━━━ Provided records

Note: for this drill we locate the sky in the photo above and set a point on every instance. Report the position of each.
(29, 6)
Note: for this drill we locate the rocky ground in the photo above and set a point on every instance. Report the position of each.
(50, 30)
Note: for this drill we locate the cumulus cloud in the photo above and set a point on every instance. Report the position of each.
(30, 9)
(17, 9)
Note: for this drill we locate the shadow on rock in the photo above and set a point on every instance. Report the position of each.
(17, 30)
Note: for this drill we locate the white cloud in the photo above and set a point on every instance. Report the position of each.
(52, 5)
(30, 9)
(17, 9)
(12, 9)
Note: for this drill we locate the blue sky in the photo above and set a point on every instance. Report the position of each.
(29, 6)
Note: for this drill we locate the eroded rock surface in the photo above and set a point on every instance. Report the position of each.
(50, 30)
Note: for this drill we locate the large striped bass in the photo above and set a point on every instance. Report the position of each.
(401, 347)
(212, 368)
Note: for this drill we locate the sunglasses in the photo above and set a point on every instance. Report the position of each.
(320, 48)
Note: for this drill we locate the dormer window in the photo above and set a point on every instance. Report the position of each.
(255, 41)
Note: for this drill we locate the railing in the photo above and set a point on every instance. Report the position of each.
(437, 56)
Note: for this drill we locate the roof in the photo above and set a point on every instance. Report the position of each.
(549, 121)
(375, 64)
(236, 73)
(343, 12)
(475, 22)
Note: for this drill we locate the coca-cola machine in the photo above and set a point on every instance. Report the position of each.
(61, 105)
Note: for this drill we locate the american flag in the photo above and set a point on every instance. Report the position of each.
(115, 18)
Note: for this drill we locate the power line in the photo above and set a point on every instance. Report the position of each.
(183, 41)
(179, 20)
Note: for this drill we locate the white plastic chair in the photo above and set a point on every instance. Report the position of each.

━━━━━━

Transcribe all of the material exactly. Omit nothing.

Note: for this drill we locate the sky in the photo above and set a point on every instance. Report the position of each.
(29, 6)
Note: for this drill we locate the rocky ground in the photo above and set a point on every instance. Report the position of each.
(50, 30)
Note: for this drill we locate the cumulus cloud in the photo above and set a point on every instance. Report the position of each.
(30, 9)
(17, 9)
Note: for this drill we locate the shadow on rock in the photo above and set a point on every instance. Report the position of each.
(17, 30)
Note: for this drill we locate the white cloud in the photo above and set a point on every instance. Report the position of each.
(52, 5)
(30, 9)
(17, 9)
(12, 9)
Note: for this drill we locate the blue sky in the photo above and set a point on every instance. Report the position of each.
(29, 6)
Note: for this drill we locate the eroded rock surface in the photo above and set a point on every instance. Report the position of each.
(50, 30)
Note: for this drill we locate the large striped bass in the photo above and set a point on every instance. Report the position of each.
(401, 347)
(212, 368)
Note: for this drill we locate the sunglasses in the photo above and set a point on every instance. Report the position of each.
(320, 48)
Note: for this drill we locate the dormer window in the photo above and set a point on every instance. Report the position of each.
(255, 41)
Note: for this drill we locate the railing in the photo above and set a point on every instance. Report the position of each.
(437, 56)
Note: for this drill we locate the roof in the photo above and set a point on every instance. Report the position of each.
(549, 121)
(375, 64)
(236, 73)
(343, 12)
(475, 22)
Note: for this drill we locate the coca-cola machine in the photo above and set a point on every instance. Report the position of each.
(61, 105)
Note: for this drill we locate the american flag in the photo above and set a point on every instance. Report the position of each.
(115, 18)
Note: for this drill we locate the power line in the photo above and set a point on every instance. Report the position of each.
(183, 41)
(179, 20)
Note: for this drill we locate the white plastic chair in the photo above and set a point on every instance. Report the position of each.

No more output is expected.